* _Kaynak metin_
------------------------------------------------
Uygarlıkların Kimya Bilimine Katkıları 9.Sınıf Kimya
Mısır’da Simya
Kimyanın başlangıcı medeniyetin ilk adımlarıyla başladığı düşünülmektedir. Bu alanda en eski çalışmalar mısırlılar tarafından yapıldığı düşünülmektedir.
Mısırlılar,
- Altın, gümüş, kalay gibi metaller üzerinde çok fazla çalışma yapmışlardır. Örneğin metalleri eritip alaşım yapmayı başarmışlardır.
- Mumyalama alanında çalışmalar yapmışlardır. Çeşitli kimyasallar kullanarak cesetlerin bozulmasını önlemek için mumyalama işlemi yapmışlardır.
- Kuyumculukta çok ilerlemişlerdi. Örneğin taklit değerli taşlar yapabiliyorlardı.
- Sabun yapabilmişlerdir.
- Dericilikte çalışmalar yapmışlardır.
- Kozmetik alanında çalışmalar yapmışlardır.
------------------------------------------------
İşaretleme veri kümesi alıntıları:
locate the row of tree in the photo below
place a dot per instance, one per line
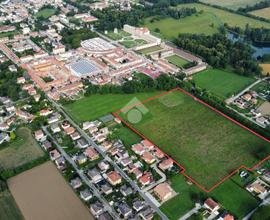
(218, 51)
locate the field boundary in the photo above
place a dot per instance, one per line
(117, 115)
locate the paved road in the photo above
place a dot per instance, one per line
(116, 167)
(83, 176)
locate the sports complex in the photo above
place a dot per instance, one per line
(206, 144)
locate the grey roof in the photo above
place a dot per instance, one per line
(84, 67)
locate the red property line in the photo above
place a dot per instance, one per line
(116, 114)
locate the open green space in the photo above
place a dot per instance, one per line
(46, 13)
(96, 106)
(232, 197)
(221, 83)
(170, 28)
(207, 144)
(264, 13)
(133, 43)
(232, 4)
(230, 18)
(20, 151)
(150, 50)
(8, 207)
(177, 61)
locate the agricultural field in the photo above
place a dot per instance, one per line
(8, 207)
(170, 28)
(264, 13)
(96, 106)
(221, 83)
(150, 50)
(177, 123)
(46, 13)
(266, 68)
(41, 200)
(22, 150)
(231, 19)
(232, 4)
(177, 61)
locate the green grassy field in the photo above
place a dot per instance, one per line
(96, 106)
(232, 4)
(228, 17)
(264, 13)
(8, 207)
(237, 200)
(20, 151)
(221, 83)
(177, 61)
(207, 144)
(150, 50)
(170, 28)
(46, 13)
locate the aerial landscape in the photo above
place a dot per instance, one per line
(134, 109)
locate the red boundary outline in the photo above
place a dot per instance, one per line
(116, 114)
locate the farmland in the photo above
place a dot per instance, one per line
(177, 61)
(221, 83)
(229, 194)
(177, 124)
(231, 19)
(22, 150)
(264, 13)
(232, 4)
(40, 199)
(8, 207)
(96, 106)
(170, 28)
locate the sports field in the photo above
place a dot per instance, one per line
(170, 28)
(96, 106)
(221, 83)
(232, 4)
(264, 13)
(8, 207)
(208, 145)
(227, 17)
(22, 150)
(177, 61)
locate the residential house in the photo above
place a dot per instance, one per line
(164, 191)
(114, 178)
(86, 195)
(211, 205)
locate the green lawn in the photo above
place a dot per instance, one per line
(150, 50)
(96, 106)
(8, 207)
(20, 151)
(227, 17)
(177, 61)
(233, 198)
(221, 83)
(170, 28)
(46, 13)
(232, 4)
(207, 144)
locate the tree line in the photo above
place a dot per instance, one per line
(218, 51)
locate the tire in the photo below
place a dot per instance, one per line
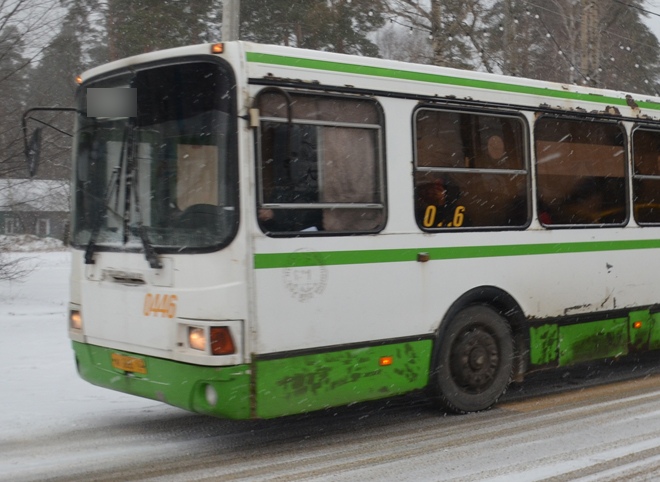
(474, 360)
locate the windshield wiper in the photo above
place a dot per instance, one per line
(132, 189)
(91, 244)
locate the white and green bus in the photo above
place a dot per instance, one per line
(274, 231)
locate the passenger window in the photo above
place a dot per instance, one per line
(470, 170)
(320, 165)
(581, 169)
(646, 176)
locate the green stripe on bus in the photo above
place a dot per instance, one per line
(330, 258)
(436, 79)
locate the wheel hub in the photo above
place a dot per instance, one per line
(475, 360)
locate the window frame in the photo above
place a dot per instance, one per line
(524, 151)
(590, 120)
(379, 160)
(634, 176)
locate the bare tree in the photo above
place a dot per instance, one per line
(25, 29)
(451, 26)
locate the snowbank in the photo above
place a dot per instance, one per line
(29, 243)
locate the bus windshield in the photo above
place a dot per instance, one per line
(165, 179)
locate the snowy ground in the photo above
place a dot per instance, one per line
(40, 392)
(54, 426)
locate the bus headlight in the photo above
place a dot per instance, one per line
(197, 338)
(216, 340)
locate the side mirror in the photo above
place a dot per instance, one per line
(33, 146)
(33, 151)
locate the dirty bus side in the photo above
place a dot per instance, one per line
(276, 231)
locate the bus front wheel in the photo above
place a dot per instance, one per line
(474, 360)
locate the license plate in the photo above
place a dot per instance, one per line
(129, 363)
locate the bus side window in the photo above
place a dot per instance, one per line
(581, 172)
(478, 162)
(320, 165)
(646, 176)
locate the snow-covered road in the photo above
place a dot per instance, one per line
(56, 427)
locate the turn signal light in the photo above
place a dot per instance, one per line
(221, 341)
(385, 361)
(75, 320)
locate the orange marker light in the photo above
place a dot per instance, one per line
(385, 361)
(221, 341)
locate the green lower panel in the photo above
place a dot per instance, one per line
(179, 384)
(591, 341)
(312, 382)
(654, 337)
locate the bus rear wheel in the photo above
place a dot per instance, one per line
(474, 360)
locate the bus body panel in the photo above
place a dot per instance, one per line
(323, 321)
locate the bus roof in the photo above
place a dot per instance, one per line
(381, 75)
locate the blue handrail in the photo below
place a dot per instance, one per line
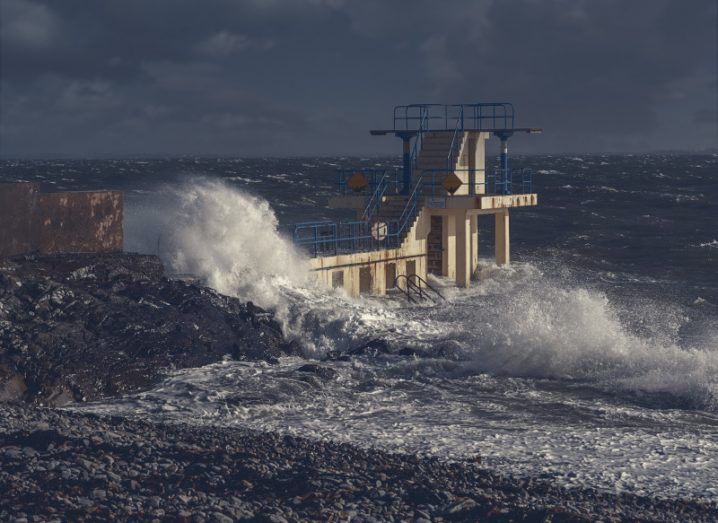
(443, 117)
(458, 128)
(375, 199)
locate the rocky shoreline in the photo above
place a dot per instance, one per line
(67, 466)
(76, 328)
(79, 327)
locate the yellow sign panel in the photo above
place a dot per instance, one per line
(357, 181)
(451, 183)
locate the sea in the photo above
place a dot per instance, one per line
(590, 361)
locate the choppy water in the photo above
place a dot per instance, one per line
(592, 360)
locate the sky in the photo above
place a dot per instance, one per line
(86, 78)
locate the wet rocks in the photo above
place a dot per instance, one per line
(75, 467)
(85, 326)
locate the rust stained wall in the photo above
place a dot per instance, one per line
(59, 222)
(79, 222)
(17, 208)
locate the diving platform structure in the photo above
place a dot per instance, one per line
(423, 219)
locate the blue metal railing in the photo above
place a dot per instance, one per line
(375, 200)
(519, 181)
(331, 239)
(443, 117)
(458, 130)
(328, 238)
(419, 139)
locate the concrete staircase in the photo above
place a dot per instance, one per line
(435, 148)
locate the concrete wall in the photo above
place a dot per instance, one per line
(472, 155)
(17, 204)
(31, 221)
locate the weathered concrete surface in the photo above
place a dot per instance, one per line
(17, 202)
(79, 222)
(58, 222)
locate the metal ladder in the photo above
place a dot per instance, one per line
(414, 290)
------------------------------------------------
* _Görev tanımı_
Mısır'da simya metninden, "Uygarlıkların Kimya Bilimine" sözcüklerini içeren yerle açılıp "alaşım yapmayı başarmışlardır." ile kapanan kısmı hiç değiştirmeden çıkarın. Kayıtların metinle bir ilgisi yoktur.

* _Sonuç_
Uygarlıkların Kimya Bilimine Katkıları 9.Sınıf Kimya
Mısır’da Simya
Kimyanın başlangıcı medeniyetin ilk adımlarıyla başladığı düşünülmektedir. Bu alanda en eski çalışmalar mısırlılar tarafından yapıldığı düşünülmektedir.
Mısırlılar,
- Altın, gümüş, kalay gibi metaller üzerinde çok fazla çalışma yapmışlardır. Örneğin metalleri eritip alaşım yapmayı başarmışlardır.